Post by Bernard Muller » Wed Mar 13, 2019 2:27 pm

to Stuart,
If you do not accept the Marcionite text as an earlier form, which I think is an extremely weak position, then these things become "assumptions." But I challenge any claiming they are not earlier forms to explain the vocabulary differences between the attested "Marcionite" form of Paul and the Canonical form. This is only one of the arguments for that being earlier.
I am absolutely certain the Marcionite form is not the earliest form. My reasons are explained here, in details: http://historical-jesus.info/73.html. But I already sketched some of the main points in an earlier post. Did you read them?
What difference of vocabulary? Anyway these differences can come from Marcion' rewriting his Pauline Corpus from the canonicals, rather than the opposite.

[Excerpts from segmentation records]
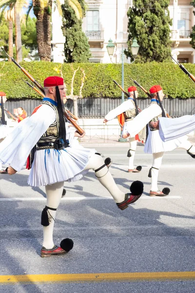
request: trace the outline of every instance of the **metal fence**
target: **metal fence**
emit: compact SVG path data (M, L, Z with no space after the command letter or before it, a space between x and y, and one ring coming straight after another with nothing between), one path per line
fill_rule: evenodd
M29 116L34 109L41 103L41 99L12 99L5 104L7 109L13 113L13 109L22 107ZM84 98L78 100L78 116L79 118L103 118L109 111L114 109L121 103L120 98ZM138 99L137 104L142 110L150 103L149 99ZM195 113L195 99L171 99L163 100L163 105L169 115L174 117ZM66 106L74 112L73 102L69 99Z

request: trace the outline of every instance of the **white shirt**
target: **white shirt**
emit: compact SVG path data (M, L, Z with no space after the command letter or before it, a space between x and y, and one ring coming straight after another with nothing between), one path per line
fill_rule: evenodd
M132 110L135 109L134 104L131 99L129 99L127 101L125 101L125 102L124 102L119 106L115 108L115 109L113 109L113 110L110 111L110 112L105 116L105 119L108 120L108 121L109 121L110 120L112 120L115 118L118 115L120 115L120 114L123 113L123 112L125 112L125 111L127 111L127 110L129 110L129 109Z
M0 144L0 161L19 172L31 149L56 119L54 110L42 104L36 113L19 123Z

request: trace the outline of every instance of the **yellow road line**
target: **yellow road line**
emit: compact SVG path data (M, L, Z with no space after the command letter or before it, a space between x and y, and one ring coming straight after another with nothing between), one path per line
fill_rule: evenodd
M44 282L122 282L124 281L195 280L195 272L111 272L58 274L0 275L0 284Z

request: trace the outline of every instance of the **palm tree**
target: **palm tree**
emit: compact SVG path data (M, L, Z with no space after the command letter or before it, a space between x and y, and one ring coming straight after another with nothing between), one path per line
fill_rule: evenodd
M11 57L13 57L14 55L13 50L13 22L14 21L14 10L13 9L13 4L10 4L9 5L9 9L7 9L4 11L3 14L5 20L8 21L9 23L9 55ZM11 58L9 58L8 61L12 61Z
M5 18L9 21L9 53L11 53L9 55L11 57L13 56L13 9L14 6L16 59L18 62L22 61L20 21L23 19L22 8L25 4L26 0L0 0L0 8L2 8L0 19L4 14Z
M1 0L0 0L0 1ZM64 0L75 10L77 17L82 17L81 6L78 0ZM53 1L54 3L54 1ZM59 14L62 15L60 0L55 1ZM32 0L29 6L27 16L31 8L37 18L36 29L39 56L41 61L51 61L51 26L52 0Z

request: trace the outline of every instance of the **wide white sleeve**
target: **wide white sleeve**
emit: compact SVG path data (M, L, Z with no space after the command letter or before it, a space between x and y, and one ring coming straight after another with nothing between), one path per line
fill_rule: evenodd
M127 124L127 131L131 137L134 137L154 117L160 115L162 110L157 104L151 104L140 112L128 126Z
M118 115L120 115L123 112L125 112L129 109L133 110L135 108L135 105L132 102L131 100L128 100L124 102L121 105L120 105L115 109L111 110L109 113L105 116L105 119L109 121L112 120L116 117Z
M195 130L195 115L173 119L160 117L159 121L159 134L163 142L183 136Z
M20 171L31 149L56 119L51 107L41 105L36 113L19 123L0 144L0 161Z

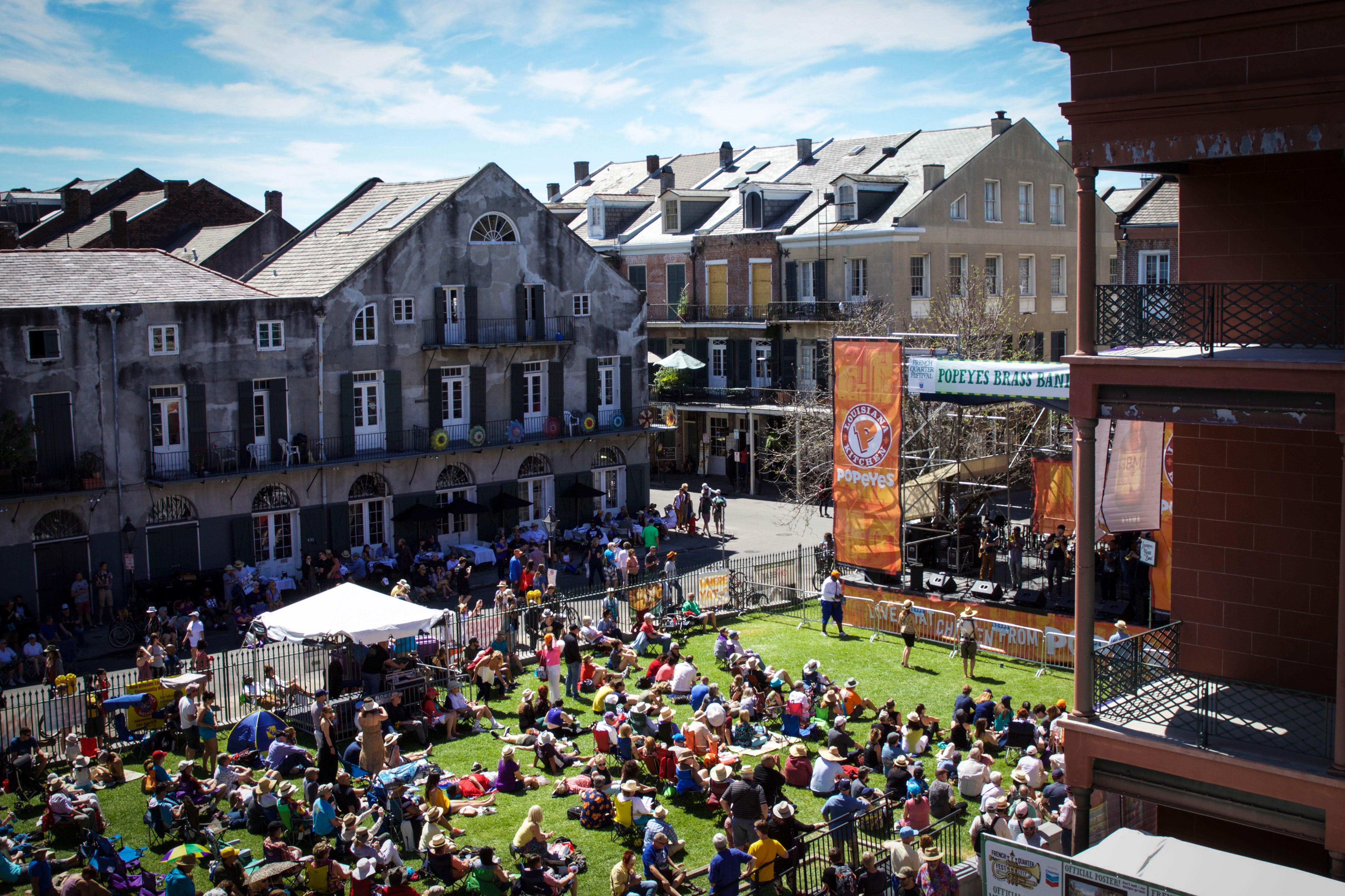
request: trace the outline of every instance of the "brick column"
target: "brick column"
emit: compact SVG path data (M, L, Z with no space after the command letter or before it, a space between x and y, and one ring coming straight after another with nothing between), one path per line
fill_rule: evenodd
M1093 533L1098 484L1098 420L1075 418L1075 708L1092 721Z
M1075 168L1075 177L1079 179L1079 208L1075 214L1075 224L1079 227L1075 250L1075 355L1096 355L1098 169Z

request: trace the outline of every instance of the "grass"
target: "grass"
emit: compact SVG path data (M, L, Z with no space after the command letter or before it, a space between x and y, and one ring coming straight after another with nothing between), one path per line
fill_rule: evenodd
M939 716L947 727L952 715L952 700L960 692L964 680L962 677L962 661L948 657L948 647L939 647L929 643L917 643L911 654L911 669L901 668L901 643L898 639L884 637L878 642L869 642L868 631L851 630L855 634L839 639L834 635L824 637L815 623L804 625L796 630L796 622L781 617L749 617L734 623L742 633L742 643L760 653L771 665L790 669L798 676L807 660L820 660L822 670L834 681L843 681L853 676L859 681L859 692L872 699L876 704L882 704L888 697L896 700L897 708L905 713L915 708L917 703L924 703L927 711ZM728 689L728 676L724 670L714 668L713 662L713 635L701 634L687 639L686 653L698 658L697 665L710 676L712 681L718 681L721 688ZM982 654L978 665L975 684L991 688L999 695L1013 695L1014 704L1022 700L1032 703L1050 703L1060 697L1068 697L1071 690L1071 677L1060 670L1046 670L1041 677L1036 677L1037 666L1001 660ZM533 680L535 684L535 680ZM525 685L526 686L526 685ZM516 695L518 692L514 692ZM496 716L502 724L514 721L516 697L511 695L508 700L496 701ZM677 705L678 720L690 716L690 707ZM582 725L593 721L593 713L586 711L578 716ZM851 733L857 740L862 740L868 733L868 723L872 715L866 715L858 724L851 725ZM221 732L221 737L226 737ZM343 744L344 746L344 744ZM440 767L452 772L467 772L472 762L480 762L488 768L494 768L499 759L500 743L494 737L480 733L459 739L455 743L440 743L433 747L432 759ZM584 736L580 740L581 750L592 751L592 737ZM810 744L815 754L816 744ZM780 754L783 756L783 754ZM527 754L521 752L521 758ZM164 762L164 767L175 768L180 756L172 756ZM925 775L933 780L933 763L927 758ZM530 760L523 759L525 771L531 771ZM1003 760L997 763L1007 776L1009 768ZM880 785L881 786L881 785ZM791 789L792 790L792 789ZM791 793L799 806L799 818L806 822L820 821L820 801L812 798L807 791L794 790ZM139 782L122 785L116 789L100 793L104 814L110 822L110 834L121 834L125 844L132 846L145 846L148 844L147 832L141 822L145 809L145 798L140 793ZM0 805L11 807L13 797L5 795ZM576 846L588 857L589 872L580 877L580 892L593 896L604 896L611 892L608 885L608 870L620 858L623 845L611 840L608 830L584 830L577 821L568 821L566 807L578 805L578 797L553 798L549 789L533 791L526 795L499 794L496 805L499 813L480 818L457 819L457 826L467 829L463 842L472 845L494 845L507 856L508 842L522 822L531 805L541 805L546 813L543 827L554 830L557 834L570 837ZM713 856L710 838L722 823L722 817L705 811L703 803L689 805L689 801L668 801L668 821L677 827L679 838L686 840L687 852L679 856L687 868L703 865ZM32 827L39 813L30 810L20 811L17 822L19 830ZM968 818L970 821L970 818ZM966 823L963 822L963 856L970 856L970 842L966 840ZM261 854L261 837L253 837L246 830L229 832L229 838L241 838L243 846L250 846L256 856ZM157 854L167 852L169 846L156 850ZM61 856L67 854L65 850ZM145 853L143 864L147 870L167 872L167 865L160 865L157 854ZM417 862L418 865L418 862ZM196 883L202 889L207 889L204 873L196 876ZM421 885L422 888L424 885ZM26 891L27 892L27 891Z

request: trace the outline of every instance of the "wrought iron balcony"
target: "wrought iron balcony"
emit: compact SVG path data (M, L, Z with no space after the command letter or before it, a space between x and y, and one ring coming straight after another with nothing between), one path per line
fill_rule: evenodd
M1332 759L1333 697L1185 670L1180 635L1173 622L1098 645L1093 712L1202 750L1245 744Z
M1345 347L1340 282L1107 283L1098 286L1100 345Z

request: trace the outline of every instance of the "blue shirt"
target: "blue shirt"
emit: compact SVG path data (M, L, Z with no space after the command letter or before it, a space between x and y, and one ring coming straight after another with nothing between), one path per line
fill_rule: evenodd
M752 856L741 849L721 849L710 860L710 896L725 896L738 892L738 880L742 877L742 865L752 861Z

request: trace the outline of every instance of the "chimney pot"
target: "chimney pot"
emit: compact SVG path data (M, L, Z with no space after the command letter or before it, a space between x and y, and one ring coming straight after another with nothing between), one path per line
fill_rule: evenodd
M929 163L924 165L925 175L925 192L929 192L935 187L943 183L943 165L939 163Z
M113 249L130 249L130 234L126 231L126 210L113 208L108 214L108 219L112 223L109 236L112 239Z

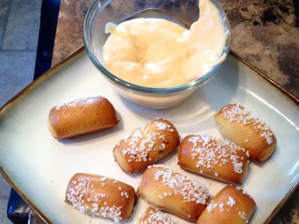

• **What you need to do**
1 - Which form of Paul does the forum post's writer say is certainly not the earliest?
2 - In the records, copy out the stretch from the line containing "request: trace the outline of every instance of the **white" through the line containing "M1 0L0 0L0 1ZM64".
The text and the records have nothing to do with each other.

• **Outputs in order**
1 - The Marcionite form.

2 -
request: trace the outline of every instance of the **white shirt**
target: **white shirt**
emit: compact SVG path data (M, L, Z with no space after the command letter or before it, a space between x and y, and one ring coming straight after another with nothing between), one path per line
fill_rule: evenodd
M132 110L135 109L134 104L131 99L129 99L127 101L125 101L125 102L124 102L119 106L115 108L115 109L113 109L113 110L110 111L110 112L105 116L105 119L108 120L108 121L109 121L110 120L112 120L115 118L118 115L120 115L120 114L123 113L123 112L125 112L125 111L127 111L127 110L129 110L129 109Z
M0 144L0 161L19 172L31 149L56 119L54 110L42 104L36 113L19 123Z

request: trace the outline of every instance of the **yellow road line**
target: **yellow road line**
emit: compact SVG path data (M, L, Z with no space after the command letter or before it, a space between x and y, and one ring coming straight after another with nothing between), one path per line
fill_rule: evenodd
M44 282L122 282L124 281L195 280L195 272L111 272L58 274L0 275L0 284Z

request: trace the outline of every instance of the **palm tree**
target: **palm tree**
emit: compact SVG path data (M, L, Z with no space after the command letter or before it, a space between x and y, and one ring coming straight after another with nothing between), one path per line
fill_rule: evenodd
M11 57L13 57L14 55L13 50L13 22L14 21L14 10L13 9L13 4L10 4L9 5L9 9L7 9L4 11L3 14L5 20L8 21L9 23L9 55ZM11 58L9 58L8 61L12 61Z
M5 18L9 21L9 53L11 53L9 55L11 57L13 56L13 9L14 6L16 59L18 62L22 61L20 21L23 19L22 8L25 4L26 0L0 0L0 8L2 8L0 19L4 14Z
M1 0L0 0L0 1ZM64 0L75 10L77 17L82 17L81 6L78 0ZM53 1L54 3L54 1ZM59 14L62 15L60 0L55 1ZM32 0L29 6L27 16L31 8L37 18L36 29L39 56L41 61L51 61L51 26L52 0Z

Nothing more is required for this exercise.